### Assignment
Only the stretch of the listing below that runs from the line with "point: water reflection" through the line with "point: grassy bank" is to be printed, exactly and with both ends.

### Record excerpts
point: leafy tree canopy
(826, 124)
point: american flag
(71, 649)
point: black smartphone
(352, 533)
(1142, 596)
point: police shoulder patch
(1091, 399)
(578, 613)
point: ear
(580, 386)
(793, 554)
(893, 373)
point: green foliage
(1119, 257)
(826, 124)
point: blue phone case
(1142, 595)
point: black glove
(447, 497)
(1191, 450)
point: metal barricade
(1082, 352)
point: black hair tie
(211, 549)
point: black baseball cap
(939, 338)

---

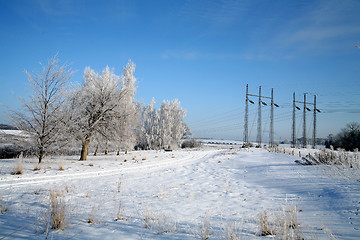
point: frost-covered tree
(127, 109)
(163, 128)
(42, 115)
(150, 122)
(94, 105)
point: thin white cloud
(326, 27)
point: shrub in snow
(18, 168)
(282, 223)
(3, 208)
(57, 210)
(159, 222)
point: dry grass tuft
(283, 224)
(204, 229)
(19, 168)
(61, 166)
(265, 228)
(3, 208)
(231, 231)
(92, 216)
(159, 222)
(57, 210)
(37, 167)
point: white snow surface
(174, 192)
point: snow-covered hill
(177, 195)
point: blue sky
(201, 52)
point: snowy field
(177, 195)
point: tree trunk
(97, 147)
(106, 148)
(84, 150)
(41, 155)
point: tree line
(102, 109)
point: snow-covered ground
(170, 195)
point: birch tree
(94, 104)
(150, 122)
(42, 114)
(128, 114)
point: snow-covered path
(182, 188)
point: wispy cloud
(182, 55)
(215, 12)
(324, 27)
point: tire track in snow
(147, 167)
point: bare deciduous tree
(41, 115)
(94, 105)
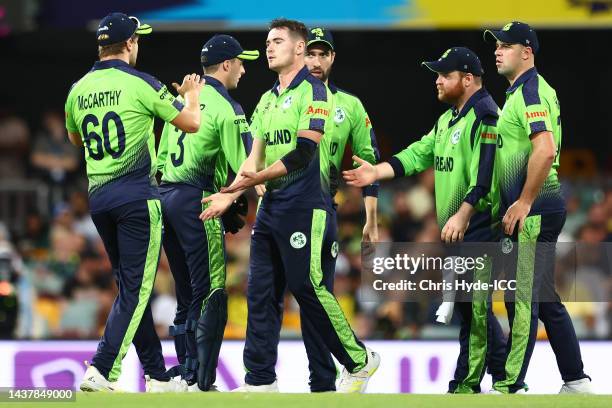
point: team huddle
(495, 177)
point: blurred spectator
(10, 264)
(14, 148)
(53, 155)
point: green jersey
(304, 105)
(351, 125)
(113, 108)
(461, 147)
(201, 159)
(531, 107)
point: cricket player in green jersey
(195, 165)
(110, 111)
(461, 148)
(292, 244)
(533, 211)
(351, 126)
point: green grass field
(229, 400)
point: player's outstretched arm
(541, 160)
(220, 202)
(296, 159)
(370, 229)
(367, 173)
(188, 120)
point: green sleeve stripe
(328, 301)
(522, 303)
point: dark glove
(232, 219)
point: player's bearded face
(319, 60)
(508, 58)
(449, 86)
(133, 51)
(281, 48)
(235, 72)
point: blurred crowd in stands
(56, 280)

...

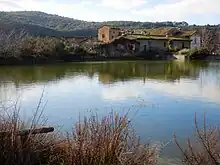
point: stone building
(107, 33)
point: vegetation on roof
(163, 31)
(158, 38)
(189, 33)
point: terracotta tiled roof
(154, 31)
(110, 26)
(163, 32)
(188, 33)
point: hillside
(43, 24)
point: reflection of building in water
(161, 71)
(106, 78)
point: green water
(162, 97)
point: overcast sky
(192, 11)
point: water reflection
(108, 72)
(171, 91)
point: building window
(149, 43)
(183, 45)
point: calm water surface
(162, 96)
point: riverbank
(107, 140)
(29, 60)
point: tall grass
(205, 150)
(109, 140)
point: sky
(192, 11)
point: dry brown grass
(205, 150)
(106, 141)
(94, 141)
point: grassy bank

### Answer to this exercise
point: water reflection
(108, 72)
(171, 91)
point: building window
(149, 43)
(183, 45)
point: calm water surface
(162, 96)
point: riverbank
(107, 140)
(29, 60)
point: tall grass
(205, 150)
(109, 140)
point: sky
(192, 11)
point: dry brown grass
(205, 150)
(106, 141)
(94, 141)
point: grassy bank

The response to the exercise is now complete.